**Given problem:**
Can you recast the entries below as a two-column CSV with the headers "instruction" and "outline", one row per entry? Put each entry's full text in one quoted field and its answer in the other, with line breaks turned into spaces and the pictures left out.

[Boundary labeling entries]
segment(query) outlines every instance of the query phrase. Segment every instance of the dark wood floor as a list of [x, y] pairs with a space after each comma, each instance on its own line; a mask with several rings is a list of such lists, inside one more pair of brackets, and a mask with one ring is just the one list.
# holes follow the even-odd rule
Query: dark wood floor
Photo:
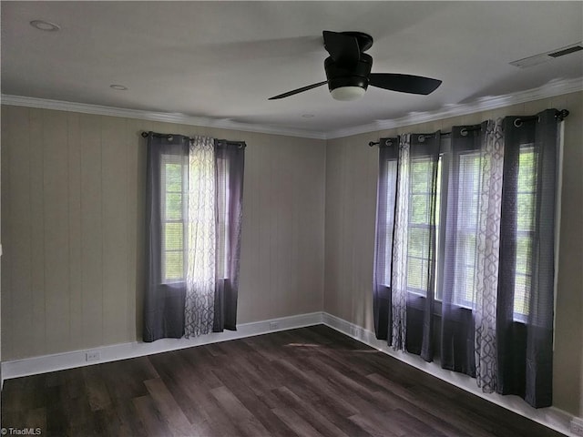
[[59, 436], [562, 435], [323, 325], [7, 380], [2, 426]]

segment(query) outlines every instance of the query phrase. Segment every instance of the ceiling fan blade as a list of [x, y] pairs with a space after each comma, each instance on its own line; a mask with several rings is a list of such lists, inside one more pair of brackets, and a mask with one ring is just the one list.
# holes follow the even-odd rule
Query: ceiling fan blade
[[294, 89], [293, 91], [288, 91], [287, 93], [280, 94], [279, 96], [270, 97], [268, 98], [268, 100], [277, 100], [278, 98], [289, 97], [290, 96], [293, 96], [294, 94], [303, 93], [304, 91], [308, 91], [309, 89], [315, 88], [316, 86], [321, 86], [327, 83], [328, 81], [324, 80], [323, 82], [318, 82], [317, 84], [308, 85], [307, 86], [302, 86], [301, 88]]
[[423, 94], [426, 96], [437, 89], [437, 86], [441, 85], [441, 80], [421, 76], [371, 73], [368, 85], [400, 93]]
[[337, 64], [356, 64], [361, 58], [361, 49], [355, 36], [329, 30], [324, 30], [322, 35], [324, 37], [324, 48]]

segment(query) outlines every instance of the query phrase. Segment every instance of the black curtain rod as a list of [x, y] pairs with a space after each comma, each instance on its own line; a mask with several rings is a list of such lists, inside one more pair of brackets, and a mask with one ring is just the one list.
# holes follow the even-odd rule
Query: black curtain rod
[[[557, 112], [555, 112], [555, 118], [557, 118], [558, 121], [563, 121], [565, 118], [567, 118], [568, 117], [568, 114], [569, 114], [568, 110], [560, 109], [560, 110], [557, 110]], [[522, 124], [524, 122], [537, 120], [537, 119], [538, 119], [538, 116], [522, 117], [517, 118], [515, 120], [515, 122], [514, 122], [514, 125], [517, 127], [520, 127], [520, 126], [522, 126]], [[466, 132], [469, 132], [469, 131], [472, 131], [472, 130], [480, 130], [481, 128], [482, 128], [481, 126], [476, 125], [476, 126], [474, 126], [474, 127], [464, 127], [464, 128], [461, 129], [461, 132], [462, 132], [462, 135], [464, 135], [464, 129], [465, 129]], [[443, 132], [441, 135], [442, 135], [442, 137], [446, 137], [446, 136], [452, 135], [452, 133], [451, 132]], [[368, 143], [369, 147], [371, 147], [373, 146], [376, 146], [378, 144], [381, 144], [381, 142], [380, 141], [370, 141]]]
[[[147, 138], [149, 135], [149, 132], [143, 131], [140, 135], [143, 138]], [[167, 138], [169, 141], [172, 141], [172, 138], [174, 137], [172, 134], [159, 134], [158, 132], [152, 132], [152, 137], [156, 138]], [[186, 135], [183, 135], [182, 137], [184, 137], [185, 138], [189, 138], [189, 141], [192, 141], [195, 139], [194, 137], [187, 137]], [[239, 146], [239, 148], [245, 148], [247, 147], [245, 141], [230, 141], [228, 139], [217, 139], [217, 142], [237, 144]]]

**Response to this task:**
instruction,outline
"segment(query) outlines every instance of the query phrase. Segment every instance of the dark wood floor as a list of [x, y] pairs with a space after each comma, each instance on its own line; a mask with several rings is a list of such lists, inside one more pair of brackets, and a mask with one ring is just the one list. # holes follow the even-odd rule Query: dark wood floor Photo:","[[59, 436], [562, 435], [323, 325], [7, 380], [2, 426]]"
"segment(query) outlines every instance of the query phrase. Segment every instance of the ceiling fan blade as a list of [x, y] pairs with a space after each comma, each instance on its own line; a mask with several rings is a list of such lists, inside one more pair of brackets, and a mask with one ring is just the one list. # holes follow the even-odd rule Query: ceiling fan blade","[[294, 89], [293, 91], [288, 91], [287, 93], [280, 94], [279, 96], [270, 97], [268, 98], [268, 100], [277, 100], [278, 98], [289, 97], [290, 96], [293, 96], [294, 94], [303, 93], [304, 91], [308, 91], [309, 89], [315, 88], [316, 86], [321, 86], [327, 83], [328, 81], [324, 80], [323, 82], [318, 82], [317, 84], [308, 85], [307, 86], [302, 86], [301, 88]] [[423, 94], [426, 96], [437, 89], [437, 86], [441, 85], [441, 80], [421, 76], [371, 73], [368, 85], [400, 93]] [[337, 64], [356, 64], [361, 58], [361, 49], [355, 36], [329, 30], [324, 30], [322, 35], [324, 37], [324, 48]]"
"segment(query) outlines every instance of the query phrase. Segment every instance of the black curtain rod as a list of [x, y] pairs with a space after each comma, each instance on its own line; a mask with several rings is a list of such lists, inside one more pair of brackets, and a mask with one ring is just the one list. # holes follow the even-odd rule Query: black curtain rod","[[[557, 112], [555, 112], [555, 118], [557, 118], [558, 121], [563, 121], [565, 118], [567, 118], [568, 117], [568, 114], [569, 114], [568, 110], [560, 109], [560, 110], [557, 110]], [[522, 124], [524, 122], [537, 120], [537, 119], [538, 119], [538, 116], [522, 117], [517, 118], [515, 120], [515, 122], [514, 122], [514, 125], [517, 127], [520, 127], [520, 126], [522, 126]], [[466, 132], [469, 132], [469, 131], [472, 131], [472, 130], [480, 130], [481, 128], [482, 128], [481, 126], [476, 125], [476, 126], [474, 126], [474, 127], [464, 127], [464, 128], [461, 129], [461, 132], [462, 132], [462, 135], [464, 135], [464, 129], [465, 129]], [[443, 132], [441, 135], [442, 135], [442, 137], [446, 137], [446, 136], [452, 135], [452, 133], [451, 132]], [[368, 143], [369, 147], [371, 147], [373, 146], [376, 146], [378, 144], [381, 144], [381, 142], [380, 141], [370, 141]]] [[[147, 138], [149, 135], [149, 132], [143, 131], [140, 135], [143, 138]], [[167, 138], [169, 141], [172, 141], [172, 138], [174, 137], [172, 134], [159, 134], [158, 132], [152, 132], [152, 137], [156, 138]], [[186, 135], [183, 135], [182, 137], [184, 137], [185, 138], [189, 138], [189, 141], [192, 141], [195, 139], [194, 137], [187, 137]], [[239, 146], [239, 148], [245, 148], [247, 147], [245, 141], [230, 141], [228, 139], [217, 139], [217, 142], [237, 144]]]"